• [RECORD SET]
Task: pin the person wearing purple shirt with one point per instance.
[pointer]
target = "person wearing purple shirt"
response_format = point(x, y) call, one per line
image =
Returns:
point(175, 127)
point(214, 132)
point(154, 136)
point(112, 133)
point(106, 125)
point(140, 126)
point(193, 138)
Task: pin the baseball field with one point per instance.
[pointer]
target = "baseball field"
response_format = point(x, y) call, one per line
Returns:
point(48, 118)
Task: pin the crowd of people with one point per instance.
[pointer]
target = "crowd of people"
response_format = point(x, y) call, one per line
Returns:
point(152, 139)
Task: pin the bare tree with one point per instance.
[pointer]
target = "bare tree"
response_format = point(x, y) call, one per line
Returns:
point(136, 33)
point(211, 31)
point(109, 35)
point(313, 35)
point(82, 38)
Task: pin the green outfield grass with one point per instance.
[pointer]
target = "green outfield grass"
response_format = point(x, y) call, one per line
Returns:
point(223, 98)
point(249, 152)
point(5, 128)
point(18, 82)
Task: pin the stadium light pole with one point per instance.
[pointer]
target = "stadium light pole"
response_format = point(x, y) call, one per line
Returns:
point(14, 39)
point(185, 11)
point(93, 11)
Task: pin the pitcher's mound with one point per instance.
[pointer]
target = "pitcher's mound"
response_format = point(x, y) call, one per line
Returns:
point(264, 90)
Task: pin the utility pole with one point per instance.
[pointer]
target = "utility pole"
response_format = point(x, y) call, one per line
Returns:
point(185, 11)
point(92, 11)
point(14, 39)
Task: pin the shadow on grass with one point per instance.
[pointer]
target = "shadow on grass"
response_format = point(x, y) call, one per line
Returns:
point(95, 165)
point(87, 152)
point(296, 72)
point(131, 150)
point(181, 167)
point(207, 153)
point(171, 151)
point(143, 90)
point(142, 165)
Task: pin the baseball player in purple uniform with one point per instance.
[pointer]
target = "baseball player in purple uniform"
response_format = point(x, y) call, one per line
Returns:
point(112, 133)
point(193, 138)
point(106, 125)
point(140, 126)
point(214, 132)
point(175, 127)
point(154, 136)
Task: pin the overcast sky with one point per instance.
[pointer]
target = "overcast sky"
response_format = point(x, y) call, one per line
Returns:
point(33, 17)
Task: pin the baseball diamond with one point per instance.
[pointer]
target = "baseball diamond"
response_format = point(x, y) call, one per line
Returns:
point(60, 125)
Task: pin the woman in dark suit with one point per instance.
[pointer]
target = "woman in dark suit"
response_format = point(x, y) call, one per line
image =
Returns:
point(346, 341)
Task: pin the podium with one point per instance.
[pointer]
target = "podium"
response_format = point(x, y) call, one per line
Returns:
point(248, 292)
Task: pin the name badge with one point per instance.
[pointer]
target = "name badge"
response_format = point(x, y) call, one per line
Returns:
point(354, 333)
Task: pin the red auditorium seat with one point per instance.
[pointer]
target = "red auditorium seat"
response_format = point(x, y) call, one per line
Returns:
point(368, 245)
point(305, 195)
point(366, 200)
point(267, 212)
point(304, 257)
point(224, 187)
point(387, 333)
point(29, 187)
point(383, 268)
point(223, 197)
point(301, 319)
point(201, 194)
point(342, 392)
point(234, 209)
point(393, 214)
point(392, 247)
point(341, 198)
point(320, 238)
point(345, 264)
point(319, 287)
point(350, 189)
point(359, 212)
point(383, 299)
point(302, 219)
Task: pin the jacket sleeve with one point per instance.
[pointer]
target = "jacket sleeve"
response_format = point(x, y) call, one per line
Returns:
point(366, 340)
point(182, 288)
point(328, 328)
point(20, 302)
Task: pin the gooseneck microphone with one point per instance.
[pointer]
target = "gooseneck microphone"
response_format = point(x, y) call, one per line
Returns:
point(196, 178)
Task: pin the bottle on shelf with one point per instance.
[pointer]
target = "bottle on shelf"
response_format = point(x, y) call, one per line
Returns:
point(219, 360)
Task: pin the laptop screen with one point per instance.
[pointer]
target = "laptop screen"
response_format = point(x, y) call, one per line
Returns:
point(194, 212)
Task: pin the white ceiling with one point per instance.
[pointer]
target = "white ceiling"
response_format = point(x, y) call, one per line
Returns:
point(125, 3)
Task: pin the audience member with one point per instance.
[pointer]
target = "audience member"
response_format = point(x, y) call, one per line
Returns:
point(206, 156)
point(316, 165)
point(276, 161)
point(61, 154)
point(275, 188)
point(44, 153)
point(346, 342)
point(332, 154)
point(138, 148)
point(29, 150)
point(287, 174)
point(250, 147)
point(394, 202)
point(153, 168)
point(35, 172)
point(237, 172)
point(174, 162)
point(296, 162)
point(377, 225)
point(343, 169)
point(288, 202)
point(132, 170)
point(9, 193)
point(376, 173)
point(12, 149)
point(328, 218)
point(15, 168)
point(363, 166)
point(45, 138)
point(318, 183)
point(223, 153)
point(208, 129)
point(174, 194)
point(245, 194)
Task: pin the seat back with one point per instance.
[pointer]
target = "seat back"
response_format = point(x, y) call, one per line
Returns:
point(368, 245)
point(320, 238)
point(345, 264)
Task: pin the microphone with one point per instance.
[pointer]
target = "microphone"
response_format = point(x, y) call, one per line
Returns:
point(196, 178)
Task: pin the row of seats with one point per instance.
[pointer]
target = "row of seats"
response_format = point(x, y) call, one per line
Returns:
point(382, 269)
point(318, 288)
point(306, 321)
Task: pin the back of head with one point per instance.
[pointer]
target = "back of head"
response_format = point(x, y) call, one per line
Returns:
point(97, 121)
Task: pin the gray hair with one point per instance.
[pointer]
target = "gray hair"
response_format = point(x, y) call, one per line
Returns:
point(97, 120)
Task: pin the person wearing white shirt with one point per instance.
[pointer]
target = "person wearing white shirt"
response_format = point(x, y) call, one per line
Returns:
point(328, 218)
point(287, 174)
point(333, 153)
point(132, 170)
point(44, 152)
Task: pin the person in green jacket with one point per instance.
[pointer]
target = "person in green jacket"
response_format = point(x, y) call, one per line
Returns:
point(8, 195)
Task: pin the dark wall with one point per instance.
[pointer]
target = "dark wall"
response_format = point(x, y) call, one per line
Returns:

• [DIRECTION] Could you put the lines from the start of the records through the line containing "point(82, 38)" into a Markdown table with the columns Number and Record line, numbering each row and leaving out blank lines?

• [ANSWER IN FULL]
| Number | Record line |
|---|---|
| 1 | Task: pin the person wearing purple shirt with one point per instance. |
| 2 | [pointer] |
| 3 | target = "person wearing purple shirt" |
| 4 | response_format = point(x, y) call, one per line |
| 5 | image = |
| 6 | Returns: |
| 7 | point(175, 127) |
| 8 | point(214, 132) |
| 9 | point(154, 136) |
| 10 | point(112, 133) |
| 11 | point(106, 125) |
| 12 | point(140, 126) |
| 13 | point(193, 138) |
| 14 | Task: pin the baseball field with one point per instance. |
| 15 | [pointer] |
| 16 | target = "baseball field" |
| 17 | response_format = point(x, y) call, one per line |
| 18 | Returns: |
| 19 | point(48, 118) |
| 20 | Task: pin the crowd of people with one point per instance. |
| 21 | [pointer] |
| 22 | target = "crowd of people" |
| 23 | response_format = point(x, y) call, one per line |
| 24 | Returns: |
| 25 | point(152, 139) |
| 26 | Task: pin the bare tree with one point per instance. |
| 27 | [pointer] |
| 28 | target = "bare tree" |
| 29 | response_format = point(x, y) call, one per line |
| 30 | Returns: |
| 31 | point(136, 33) |
| 32 | point(211, 31) |
| 33 | point(109, 35) |
| 34 | point(313, 35) |
| 35 | point(82, 38) |